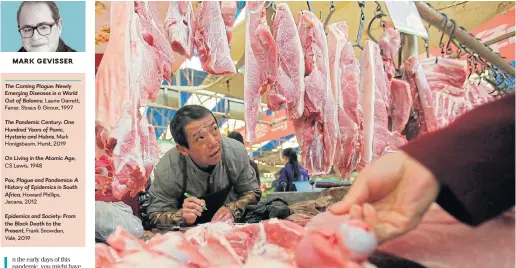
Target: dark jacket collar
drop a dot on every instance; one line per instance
(62, 47)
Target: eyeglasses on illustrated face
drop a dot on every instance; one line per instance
(43, 29)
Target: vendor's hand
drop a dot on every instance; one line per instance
(391, 194)
(192, 208)
(223, 214)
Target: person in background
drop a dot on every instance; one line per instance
(237, 136)
(40, 27)
(206, 177)
(292, 171)
(467, 168)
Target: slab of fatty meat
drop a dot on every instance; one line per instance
(123, 135)
(211, 41)
(421, 95)
(441, 241)
(316, 130)
(291, 72)
(228, 9)
(444, 74)
(179, 23)
(401, 104)
(345, 74)
(374, 101)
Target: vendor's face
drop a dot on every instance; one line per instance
(204, 140)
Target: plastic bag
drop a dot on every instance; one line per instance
(110, 214)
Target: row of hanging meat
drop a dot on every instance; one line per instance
(347, 112)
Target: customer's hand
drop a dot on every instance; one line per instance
(391, 194)
(192, 208)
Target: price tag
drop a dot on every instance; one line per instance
(406, 18)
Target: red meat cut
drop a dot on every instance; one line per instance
(228, 9)
(316, 130)
(255, 14)
(290, 80)
(179, 23)
(123, 134)
(344, 74)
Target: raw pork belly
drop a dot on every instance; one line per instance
(228, 9)
(374, 101)
(390, 43)
(211, 40)
(179, 23)
(266, 56)
(446, 74)
(421, 95)
(401, 103)
(441, 241)
(271, 243)
(255, 14)
(345, 73)
(123, 135)
(316, 131)
(290, 80)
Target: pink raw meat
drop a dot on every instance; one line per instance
(169, 250)
(277, 243)
(448, 107)
(446, 73)
(156, 48)
(424, 103)
(179, 23)
(344, 73)
(316, 131)
(440, 241)
(265, 53)
(290, 80)
(374, 101)
(477, 94)
(228, 9)
(401, 102)
(255, 14)
(211, 40)
(123, 135)
(390, 43)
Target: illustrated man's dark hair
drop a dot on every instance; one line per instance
(183, 116)
(236, 136)
(51, 5)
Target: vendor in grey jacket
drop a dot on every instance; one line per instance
(214, 170)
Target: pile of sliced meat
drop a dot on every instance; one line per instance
(327, 241)
(142, 51)
(347, 112)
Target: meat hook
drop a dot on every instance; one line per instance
(377, 16)
(332, 9)
(448, 47)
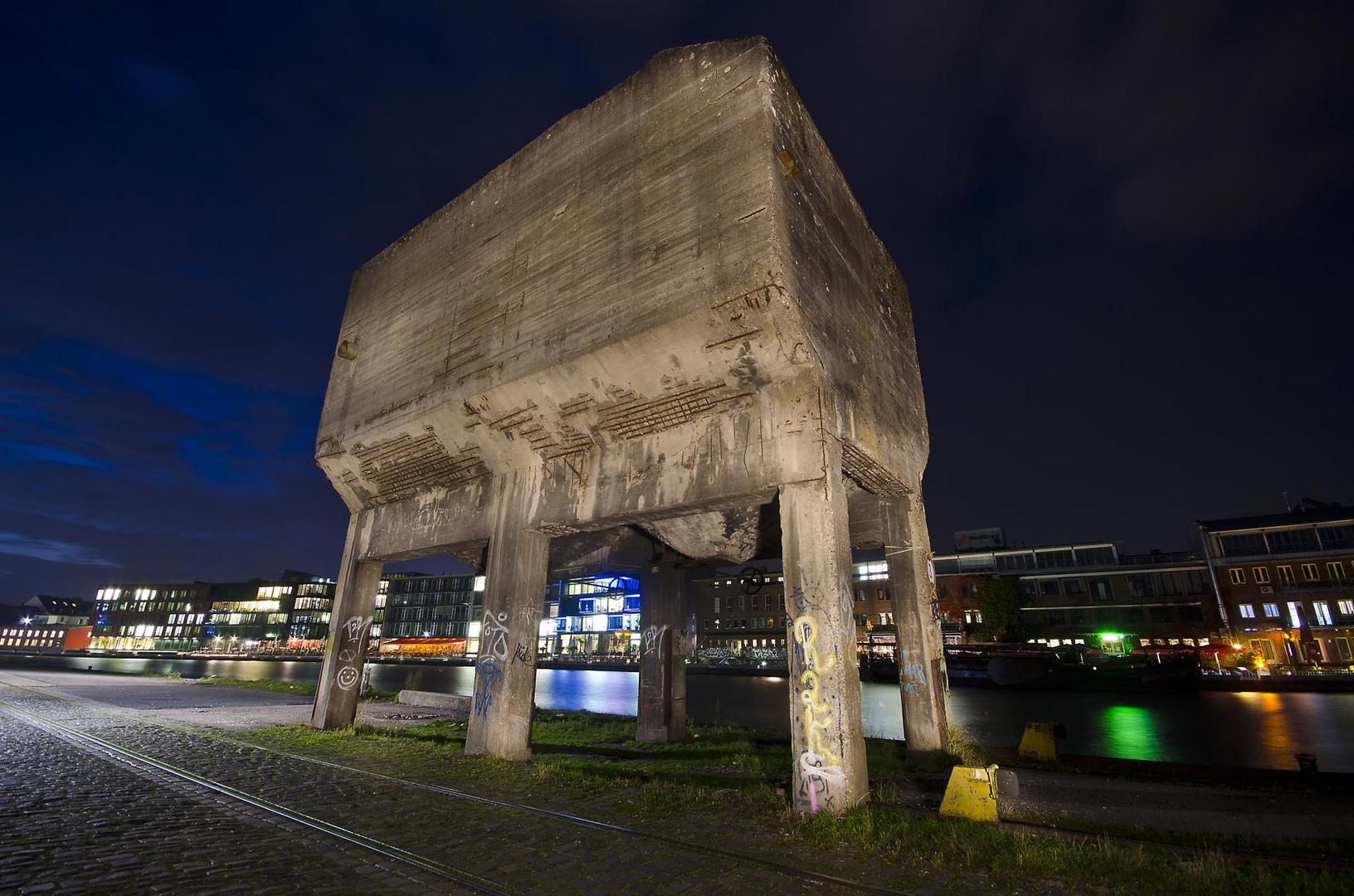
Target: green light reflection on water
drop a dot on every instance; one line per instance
(1129, 733)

Objective
Render every line of the rows above as a Markdown table with the columns "Line No." and "Text," numbering the lines in order and skipping any blank ones. Leave the pictures out of the table.

Completed exercise
| Line No. | Text |
|---|---|
| 1 | Target: dark jacket collar |
| 2 | drop a dot on every instance; one line per instance |
| 3 | (62, 47) |
| 4 | Target: eyeglasses on illustrated face |
| 5 | drop a dot on every instance; one line per instance |
| 6 | (43, 29) |
| 7 | Target: vendor's hand |
| 8 | drop a dot on every instance; one line per instance |
| 9 | (391, 194) |
| 10 | (192, 208) |
| 11 | (223, 214) |
| 12 | Target: person in background |
| 13 | drop a dot on every instance; one line per instance |
| 14 | (237, 136) |
| 15 | (40, 27) |
| 16 | (206, 177) |
| 17 | (292, 171) |
| 18 | (467, 168) |
| 19 | Target: slab of fatty meat |
| 20 | drop a dot on every instance; one line per instance |
| 21 | (123, 135) |
| 22 | (211, 41) |
| 23 | (421, 95) |
| 24 | (441, 241) |
| 25 | (316, 130) |
| 26 | (291, 72) |
| 27 | (228, 9) |
| 28 | (444, 74) |
| 29 | (179, 23) |
| 30 | (401, 104) |
| 31 | (345, 74) |
| 32 | (374, 101) |
| 33 | Target: vendor's face |
| 34 | drop a dot on every instance; one line per instance |
| 35 | (204, 140) |
| 36 | Target: plastic bag |
| 37 | drop a dot on every instance; one line per instance |
| 38 | (110, 214) |
| 39 | Target: row of hanging meat |
| 40 | drop a dot on every instance; one line per instance |
| 41 | (347, 112) |
| 42 | Target: customer's hand |
| 43 | drop a dot on every instance; one line per instance |
| 44 | (391, 194) |
| 45 | (192, 208) |
| 46 | Target: price tag |
| 47 | drop a dot on every instance; one line per instance |
| 48 | (406, 18) |
| 49 | Target: red meat cut |
| 50 | drop a dot on every instance; one line per instance |
| 51 | (228, 9) |
| 52 | (316, 130) |
| 53 | (255, 14) |
| 54 | (290, 80) |
| 55 | (179, 23) |
| 56 | (123, 134) |
| 57 | (344, 74) |
| 58 | Target: raw pork belly |
| 59 | drop a dot on every instance; one line per instance |
| 60 | (228, 9) |
| 61 | (374, 101) |
| 62 | (390, 43) |
| 63 | (211, 40) |
| 64 | (179, 23) |
| 65 | (266, 56) |
| 66 | (446, 74) |
| 67 | (421, 95) |
| 68 | (401, 103) |
| 69 | (441, 241) |
| 70 | (271, 243) |
| 71 | (255, 14) |
| 72 | (345, 73) |
| 73 | (123, 135) |
| 74 | (316, 131) |
| 75 | (290, 80) |
| 76 | Target: pink raw meat |
| 77 | drop a dot on every instance; one line per instance |
| 78 | (169, 250) |
| 79 | (277, 243) |
| 80 | (448, 107) |
| 81 | (446, 73) |
| 82 | (156, 48) |
| 83 | (424, 103) |
| 84 | (179, 23) |
| 85 | (344, 73) |
| 86 | (316, 131) |
| 87 | (440, 241) |
| 88 | (265, 53) |
| 89 | (290, 80) |
| 90 | (374, 101) |
| 91 | (477, 94) |
| 92 | (228, 9) |
| 93 | (401, 102) |
| 94 | (255, 14) |
| 95 | (211, 40) |
| 96 | (123, 135) |
| 97 | (390, 43) |
| 98 | Target: illustrated man's dark hair |
| 99 | drop a dot on every instance; one line per instance |
| 100 | (183, 116) |
| 101 | (236, 136) |
| 102 | (51, 5) |
| 103 | Target: vendor in grey jacket |
| 104 | drop a dot on every instance; one line per instance |
| 105 | (214, 170) |
| 106 | Target: pile of sliced meat |
| 107 | drop a dot on every instance; one line per instance |
| 108 | (327, 241) |
| 109 | (142, 51) |
| 110 | (347, 112) |
| 111 | Target: meat hook |
| 112 | drop a dot on every instance; one line per instance |
| 113 | (377, 16) |
| 114 | (332, 9) |
| 115 | (448, 47) |
| 116 | Target: green light reflection on water |
| 117 | drop a dot on every instance; one line per instance |
| 118 | (1129, 733) |